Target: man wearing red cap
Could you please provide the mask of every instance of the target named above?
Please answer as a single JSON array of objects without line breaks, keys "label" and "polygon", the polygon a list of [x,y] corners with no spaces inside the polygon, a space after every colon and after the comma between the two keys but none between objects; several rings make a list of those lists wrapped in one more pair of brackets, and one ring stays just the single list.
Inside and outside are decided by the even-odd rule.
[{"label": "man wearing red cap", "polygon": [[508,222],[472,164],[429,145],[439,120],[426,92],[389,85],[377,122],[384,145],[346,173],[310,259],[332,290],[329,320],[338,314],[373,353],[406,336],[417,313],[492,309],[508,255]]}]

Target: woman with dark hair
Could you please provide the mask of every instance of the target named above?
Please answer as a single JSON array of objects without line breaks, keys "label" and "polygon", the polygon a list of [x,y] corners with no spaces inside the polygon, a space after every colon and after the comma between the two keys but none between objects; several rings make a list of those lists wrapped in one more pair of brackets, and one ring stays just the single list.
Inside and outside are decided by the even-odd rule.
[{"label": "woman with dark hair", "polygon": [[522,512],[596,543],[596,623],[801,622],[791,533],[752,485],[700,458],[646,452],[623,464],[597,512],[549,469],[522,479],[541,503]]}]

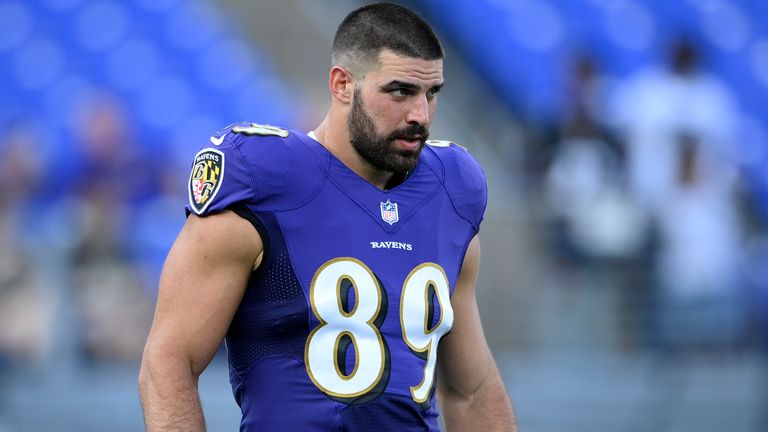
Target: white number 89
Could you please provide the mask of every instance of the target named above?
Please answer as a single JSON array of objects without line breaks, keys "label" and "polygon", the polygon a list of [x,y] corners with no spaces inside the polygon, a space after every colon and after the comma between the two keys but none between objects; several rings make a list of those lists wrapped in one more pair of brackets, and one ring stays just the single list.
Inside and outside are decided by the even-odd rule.
[{"label": "white number 89", "polygon": [[[354,290],[355,298],[351,310],[345,307],[349,290]],[[389,369],[387,346],[379,331],[386,300],[373,272],[354,258],[336,258],[317,270],[309,291],[312,312],[320,321],[304,349],[312,382],[329,396],[350,402],[380,394]],[[432,325],[435,306],[440,318]],[[435,382],[437,344],[453,325],[448,278],[442,267],[424,263],[410,272],[403,283],[399,315],[403,340],[425,360],[421,382],[411,387],[413,400],[425,405]],[[347,374],[343,363],[349,345],[355,350],[355,365]]]}]

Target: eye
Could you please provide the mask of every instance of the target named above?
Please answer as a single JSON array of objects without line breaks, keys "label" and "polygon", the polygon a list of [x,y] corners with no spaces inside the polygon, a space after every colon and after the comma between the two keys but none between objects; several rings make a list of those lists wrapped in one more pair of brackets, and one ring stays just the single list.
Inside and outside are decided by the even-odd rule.
[{"label": "eye", "polygon": [[438,93],[440,93],[440,89],[439,88],[429,89],[429,90],[427,90],[427,97],[428,98],[433,98],[433,97],[437,96]]},{"label": "eye", "polygon": [[397,96],[397,97],[405,97],[405,96],[410,96],[411,94],[413,94],[413,92],[411,92],[411,90],[408,90],[406,88],[396,88],[396,89],[392,90],[390,93],[392,93],[394,96]]}]

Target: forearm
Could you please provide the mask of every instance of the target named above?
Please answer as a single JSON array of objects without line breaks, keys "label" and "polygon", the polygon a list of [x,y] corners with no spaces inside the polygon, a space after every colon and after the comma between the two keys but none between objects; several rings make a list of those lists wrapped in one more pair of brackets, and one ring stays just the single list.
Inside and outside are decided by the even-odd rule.
[{"label": "forearm", "polygon": [[443,389],[439,401],[449,432],[518,431],[512,403],[498,373],[471,394]]},{"label": "forearm", "polygon": [[205,431],[197,376],[188,362],[145,356],[139,373],[139,393],[147,432]]}]

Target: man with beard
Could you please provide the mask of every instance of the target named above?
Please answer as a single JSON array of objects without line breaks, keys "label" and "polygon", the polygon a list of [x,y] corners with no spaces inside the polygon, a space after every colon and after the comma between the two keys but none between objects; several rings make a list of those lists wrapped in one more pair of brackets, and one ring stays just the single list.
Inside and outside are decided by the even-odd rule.
[{"label": "man with beard", "polygon": [[475,301],[485,178],[427,141],[442,58],[413,12],[362,7],[314,131],[241,123],[197,153],[142,361],[148,430],[204,430],[222,339],[244,431],[437,431],[437,402],[448,430],[516,430]]}]

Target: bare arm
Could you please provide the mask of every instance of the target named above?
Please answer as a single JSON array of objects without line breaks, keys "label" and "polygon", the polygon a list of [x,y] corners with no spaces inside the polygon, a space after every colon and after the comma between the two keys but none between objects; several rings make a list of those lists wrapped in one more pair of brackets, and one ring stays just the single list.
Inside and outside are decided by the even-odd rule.
[{"label": "bare arm", "polygon": [[475,299],[479,267],[475,237],[451,298],[453,329],[438,349],[438,401],[449,431],[517,431],[512,403],[480,323]]},{"label": "bare arm", "polygon": [[198,377],[221,345],[262,250],[258,232],[230,211],[187,219],[163,267],[139,372],[149,432],[205,430]]}]

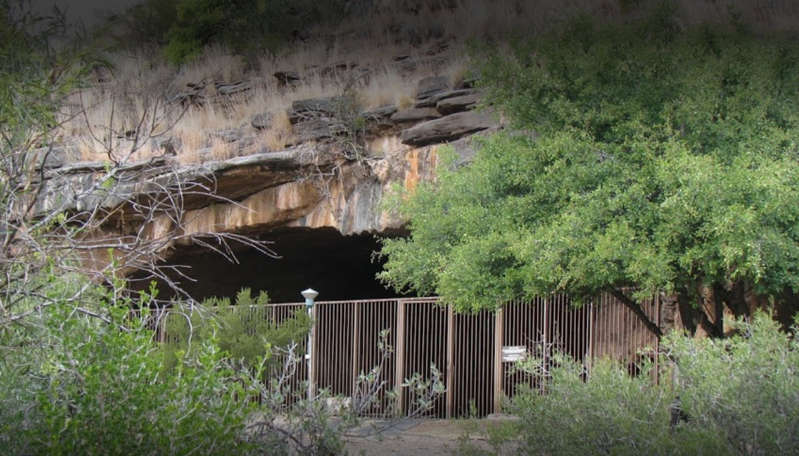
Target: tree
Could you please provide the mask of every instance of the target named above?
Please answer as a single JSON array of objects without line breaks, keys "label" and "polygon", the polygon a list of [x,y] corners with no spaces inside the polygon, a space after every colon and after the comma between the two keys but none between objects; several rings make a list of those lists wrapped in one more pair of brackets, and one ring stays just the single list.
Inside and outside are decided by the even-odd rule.
[{"label": "tree", "polygon": [[[645,22],[569,27],[479,54],[489,101],[516,134],[399,204],[379,277],[461,310],[610,292],[655,293],[683,323],[723,333],[722,312],[799,292],[799,46],[740,27]],[[528,134],[529,133],[529,134]]]}]

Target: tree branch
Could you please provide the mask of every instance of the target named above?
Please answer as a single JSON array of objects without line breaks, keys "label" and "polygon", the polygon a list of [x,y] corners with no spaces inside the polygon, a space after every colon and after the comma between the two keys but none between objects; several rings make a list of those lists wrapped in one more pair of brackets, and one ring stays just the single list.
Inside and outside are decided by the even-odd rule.
[{"label": "tree branch", "polygon": [[627,308],[630,309],[635,314],[635,316],[638,317],[639,320],[641,320],[644,326],[646,326],[646,328],[649,331],[651,331],[652,334],[655,335],[655,337],[657,337],[658,339],[663,337],[663,331],[660,329],[660,327],[657,324],[655,324],[655,322],[649,319],[649,317],[644,313],[640,304],[630,299],[627,295],[625,295],[621,290],[617,288],[609,288],[608,292],[612,294],[616,299],[621,301],[622,304],[627,306]]}]

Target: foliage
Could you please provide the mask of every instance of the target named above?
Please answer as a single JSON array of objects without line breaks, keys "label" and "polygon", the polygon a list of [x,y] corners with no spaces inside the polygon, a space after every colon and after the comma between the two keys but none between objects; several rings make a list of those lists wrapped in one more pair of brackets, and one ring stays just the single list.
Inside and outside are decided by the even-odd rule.
[{"label": "foliage", "polygon": [[[652,385],[649,371],[630,376],[605,360],[584,380],[582,366],[568,361],[552,370],[547,392],[521,394],[513,404],[525,454],[717,454],[715,441],[695,427],[672,434],[666,388]],[[705,442],[706,446],[698,446]]]},{"label": "foliage", "polygon": [[[98,299],[107,299],[97,290]],[[5,454],[250,454],[254,404],[214,341],[171,372],[151,331],[98,301],[108,324],[69,306],[5,328],[0,446]]]},{"label": "foliage", "polygon": [[[91,62],[83,51],[52,49],[63,24],[63,17],[42,18],[0,0],[0,326],[29,312],[33,297],[48,302],[50,272],[72,264],[64,251],[53,261],[42,242],[48,231],[74,234],[64,214],[54,207],[34,220],[57,113]],[[62,278],[72,281],[76,275],[66,269]]]},{"label": "foliage", "polygon": [[[380,278],[462,310],[628,287],[631,305],[795,306],[799,44],[671,17],[579,19],[478,54],[516,133],[404,196],[411,235],[384,241]],[[713,317],[683,320],[721,335]]]},{"label": "foliage", "polygon": [[249,288],[243,288],[233,303],[230,298],[210,298],[197,309],[178,306],[167,317],[168,358],[174,359],[187,350],[189,343],[214,339],[231,359],[255,367],[263,357],[271,356],[272,348],[285,350],[304,341],[311,327],[305,309],[298,309],[292,317],[278,323],[262,313],[268,302],[265,291],[254,298]]},{"label": "foliage", "polygon": [[[109,17],[105,27],[115,29],[112,36],[123,46],[162,46],[170,27],[177,20],[179,0],[144,0],[120,15]],[[103,31],[103,30],[101,30]]]},{"label": "foliage", "polygon": [[[38,27],[40,31],[32,32]],[[0,147],[4,156],[41,142],[55,124],[66,95],[80,83],[85,54],[47,52],[49,40],[63,36],[63,17],[39,17],[0,1]],[[7,158],[6,158],[7,159]],[[8,178],[9,176],[4,176]]]},{"label": "foliage", "polygon": [[[758,312],[728,339],[664,338],[661,366],[638,376],[603,360],[586,375],[562,358],[546,393],[518,394],[496,451],[522,454],[795,454],[799,345]],[[675,367],[676,366],[676,367]],[[522,366],[525,368],[526,366]],[[675,419],[676,418],[676,419]],[[467,444],[464,444],[468,447]]]},{"label": "foliage", "polygon": [[785,333],[769,317],[738,321],[737,334],[724,340],[666,340],[689,417],[681,426],[709,429],[729,453],[799,452],[799,327]]}]

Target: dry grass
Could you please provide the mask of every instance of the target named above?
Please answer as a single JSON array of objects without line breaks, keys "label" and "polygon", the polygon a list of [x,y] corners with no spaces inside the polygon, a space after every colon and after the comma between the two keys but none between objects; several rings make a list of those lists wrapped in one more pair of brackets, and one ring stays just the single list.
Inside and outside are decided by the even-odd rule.
[{"label": "dry grass", "polygon": [[[114,62],[117,67],[112,81],[84,89],[72,97],[71,104],[82,106],[83,114],[64,123],[62,137],[81,138],[79,150],[83,160],[105,160],[109,135],[112,147],[119,148],[124,141],[117,141],[116,135],[136,129],[142,116],[155,115],[162,127],[171,126],[170,135],[182,144],[178,160],[191,163],[228,158],[235,152],[235,147],[221,143],[209,133],[234,128],[248,131],[253,116],[270,113],[271,127],[256,134],[256,145],[279,150],[293,139],[287,110],[295,100],[333,96],[351,88],[358,94],[363,109],[403,104],[411,99],[418,78],[436,72],[434,68],[422,65],[414,71],[415,75],[401,75],[380,61],[388,60],[387,55],[381,54],[376,54],[371,61],[357,61],[358,68],[369,68],[362,78],[354,76],[360,73],[350,70],[328,71],[343,61],[342,56],[335,46],[327,54],[322,45],[307,46],[277,58],[264,57],[259,62],[260,68],[248,74],[243,72],[243,65],[236,66],[239,59],[217,48],[171,75],[160,67],[153,73],[141,71],[141,68],[151,66],[150,61],[141,56],[119,58]],[[223,67],[226,68],[224,71],[220,69]],[[285,87],[272,77],[276,71],[297,71],[303,79],[294,86]],[[154,104],[154,100],[164,100],[170,94],[185,90],[187,83],[242,79],[251,85],[245,95],[217,97],[210,89],[211,83],[206,85],[203,95],[216,102],[190,106],[185,112],[175,105],[161,102],[156,107]],[[158,112],[152,113],[153,109]],[[161,153],[149,142],[138,146],[130,155],[131,159]]]},{"label": "dry grass", "polygon": [[283,149],[293,141],[294,131],[286,110],[283,109],[274,113],[271,127],[259,136],[259,143],[266,145],[269,150]]}]

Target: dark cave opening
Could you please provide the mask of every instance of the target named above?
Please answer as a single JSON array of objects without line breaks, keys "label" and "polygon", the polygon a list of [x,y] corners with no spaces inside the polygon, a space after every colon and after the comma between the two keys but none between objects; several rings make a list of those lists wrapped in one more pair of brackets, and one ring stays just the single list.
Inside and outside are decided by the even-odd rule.
[{"label": "dark cave opening", "polygon": [[[375,277],[382,268],[382,261],[373,255],[380,249],[375,235],[344,236],[333,228],[282,228],[261,237],[274,242],[271,247],[280,258],[241,249],[236,251],[239,262],[235,264],[209,250],[183,248],[169,262],[188,266],[185,272],[194,281],[173,279],[179,279],[181,287],[198,300],[234,296],[244,287],[253,295],[266,291],[270,302],[302,301],[300,291],[308,287],[319,291],[318,299],[325,301],[403,296]],[[138,288],[135,283],[133,287]],[[159,289],[162,298],[172,297],[163,284]]]}]

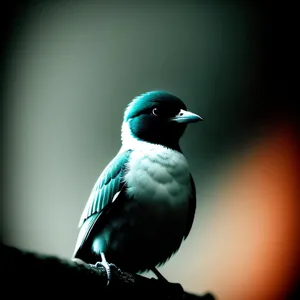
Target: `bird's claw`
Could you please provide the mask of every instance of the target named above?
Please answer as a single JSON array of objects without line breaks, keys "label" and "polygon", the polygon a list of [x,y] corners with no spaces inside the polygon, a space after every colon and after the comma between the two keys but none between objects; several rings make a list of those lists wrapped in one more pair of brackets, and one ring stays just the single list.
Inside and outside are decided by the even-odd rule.
[{"label": "bird's claw", "polygon": [[120,269],[115,264],[109,264],[107,261],[98,261],[96,262],[96,264],[92,265],[92,267],[97,269],[101,268],[100,266],[103,266],[105,268],[106,275],[107,275],[106,286],[108,286],[111,282],[111,270],[116,269],[117,271],[119,271]]}]

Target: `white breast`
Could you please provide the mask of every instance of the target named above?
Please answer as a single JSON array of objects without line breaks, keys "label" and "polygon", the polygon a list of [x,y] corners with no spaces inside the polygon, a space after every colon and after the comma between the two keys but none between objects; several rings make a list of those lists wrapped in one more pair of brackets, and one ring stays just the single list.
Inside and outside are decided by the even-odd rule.
[{"label": "white breast", "polygon": [[[178,151],[141,142],[127,165],[128,194],[138,202],[185,210],[191,191],[188,163]],[[183,211],[181,211],[181,214]]]}]

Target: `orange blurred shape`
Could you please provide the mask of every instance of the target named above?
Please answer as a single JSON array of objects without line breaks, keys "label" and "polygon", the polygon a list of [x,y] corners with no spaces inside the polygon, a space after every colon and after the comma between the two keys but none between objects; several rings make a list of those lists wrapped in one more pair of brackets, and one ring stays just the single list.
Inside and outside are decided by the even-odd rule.
[{"label": "orange blurred shape", "polygon": [[296,132],[273,126],[252,147],[222,175],[205,263],[190,277],[189,289],[200,284],[220,300],[282,300],[300,267]]}]

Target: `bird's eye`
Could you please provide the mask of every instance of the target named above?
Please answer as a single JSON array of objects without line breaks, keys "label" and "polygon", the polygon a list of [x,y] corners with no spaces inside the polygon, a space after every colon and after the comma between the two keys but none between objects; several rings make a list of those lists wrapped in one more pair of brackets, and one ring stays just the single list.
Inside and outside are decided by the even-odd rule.
[{"label": "bird's eye", "polygon": [[154,116],[156,116],[156,117],[159,116],[159,111],[158,111],[158,108],[157,108],[157,107],[154,107],[154,108],[152,109],[152,115],[154,115]]}]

**EXERCISE OBJECTIVE:** Please, without any pictures, write out exactly the lines of the listing from its first line through the line that holds "Target: white number 89", ends included, and nothing beyond them.

**ANSWER TO THE PROBLEM:**
Target: man wearing red cap
Could you please provide the mask of every instance of the target named above?
Please answer as a single JSON array of objects without line breaks, keys "label" and "polygon", the polygon a list of [x,y] corners with no spaces inside the polygon, a space after every colon and after the comma between the two keys but none between objects; several rings make a list of those lists wrapped in one more pair of brackets, and one ring stays just the single list.
Inside and outside are decided by the even-odd rule.
[{"label": "man wearing red cap", "polygon": [[508,222],[472,164],[429,145],[439,120],[426,92],[389,85],[377,122],[384,145],[346,173],[310,259],[332,290],[329,320],[338,314],[373,353],[406,336],[417,313],[492,309],[508,255]]}]

Target: woman with dark hair
Could you please provide the mask of every instance of the target named above?
Please answer as a single JSON array of objects without line breaks, keys "label" and "polygon", the polygon a list of [x,y] corners with no spaces inside the polygon, a space after every colon and after the comma between the two keys but none between objects; several rings make a list of those lists wrapped in one more pair of brackets, and one ring stays just the single list.
Inside and outside are decided by the even-odd rule.
[{"label": "woman with dark hair", "polygon": [[522,512],[596,543],[596,623],[801,622],[791,533],[752,485],[700,458],[646,452],[623,464],[597,512],[549,469],[522,479],[541,503]]}]

Target: white number 89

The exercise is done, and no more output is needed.